Write out these lines again with every "instance" changed to "occurrence" and nothing else altered. Leave the pictures out.

[Items]

------------------------------------------------------------------------

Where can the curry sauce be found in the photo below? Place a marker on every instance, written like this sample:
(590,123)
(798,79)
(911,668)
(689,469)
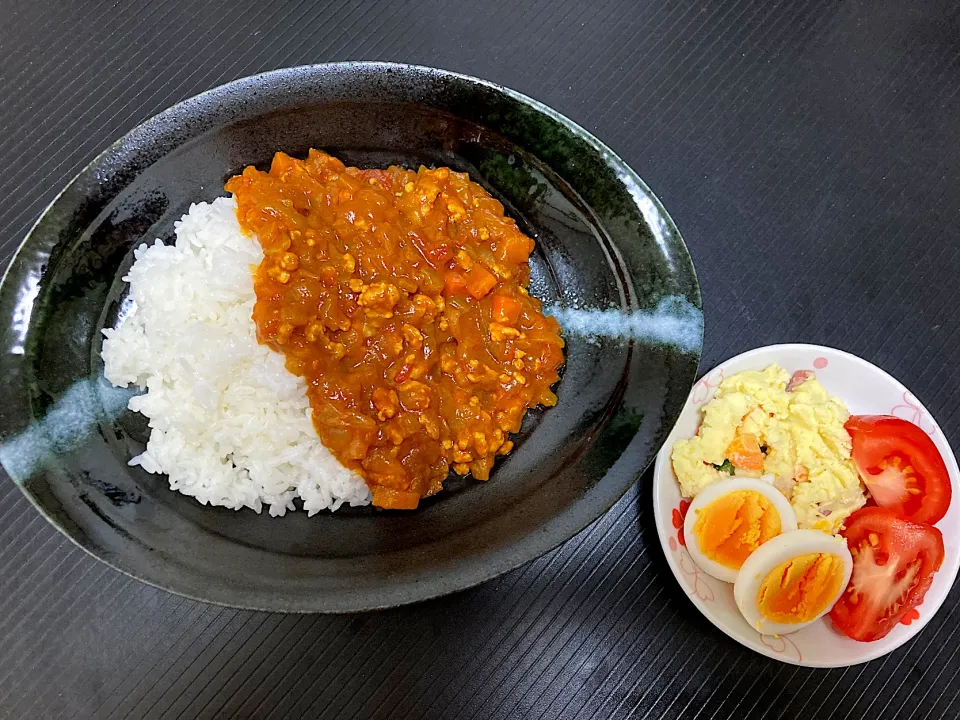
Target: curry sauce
(401,298)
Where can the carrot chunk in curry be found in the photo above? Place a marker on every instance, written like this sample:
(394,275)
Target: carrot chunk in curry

------------------------------------------------------------------------

[In response]
Where can the curry sauce be found in the photo below? Place a marker on every occurrence, written like this sample:
(590,123)
(798,79)
(911,668)
(689,469)
Target: curry sauce
(401,298)
Where can the carrot chunk in curry be found in the photo above? Place a marker on every occurrence, written like this sample:
(394,275)
Target: carrot chunk in curry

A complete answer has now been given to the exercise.